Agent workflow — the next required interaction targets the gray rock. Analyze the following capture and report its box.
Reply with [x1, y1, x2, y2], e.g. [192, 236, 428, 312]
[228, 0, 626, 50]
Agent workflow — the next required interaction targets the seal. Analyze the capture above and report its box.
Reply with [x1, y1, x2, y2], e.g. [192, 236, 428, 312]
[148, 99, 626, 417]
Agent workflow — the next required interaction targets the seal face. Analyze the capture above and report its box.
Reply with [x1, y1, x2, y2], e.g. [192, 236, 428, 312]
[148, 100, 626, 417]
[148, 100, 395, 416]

* * *

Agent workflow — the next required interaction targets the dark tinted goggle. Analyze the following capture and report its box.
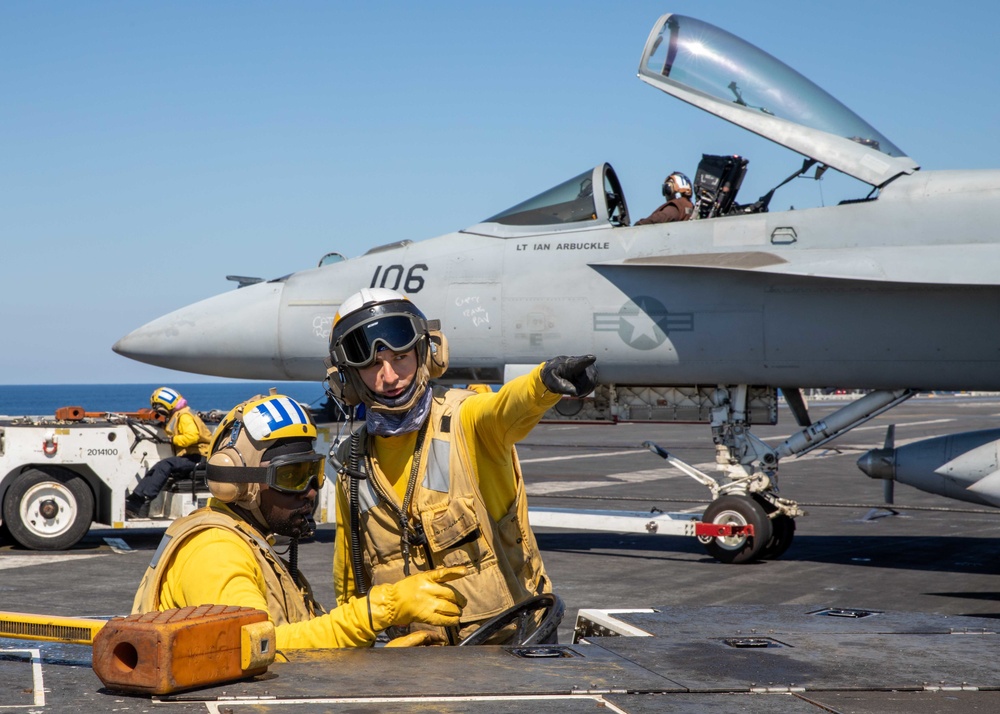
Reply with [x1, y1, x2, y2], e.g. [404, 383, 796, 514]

Given task: Reproduce the data above word for word, starting at the line that contains "Agent workflow — the next required interaction targets the gray" and ending at the line that contains "[148, 99, 626, 417]", both of those lines included.

Complete output:
Agent workflow — the next required interaction targets the gray rock. Analyze the following capture and report its box.
Reply with [x1, y1, x2, y2], e.g. [192, 236, 428, 312]
[228, 0, 626, 50]
Agent workflow — the next required interaction targets the seal. Analyze the capture above and report its box.
Reply with [x1, y1, x2, y2], e.g. [192, 236, 428, 312]
[148, 99, 626, 417]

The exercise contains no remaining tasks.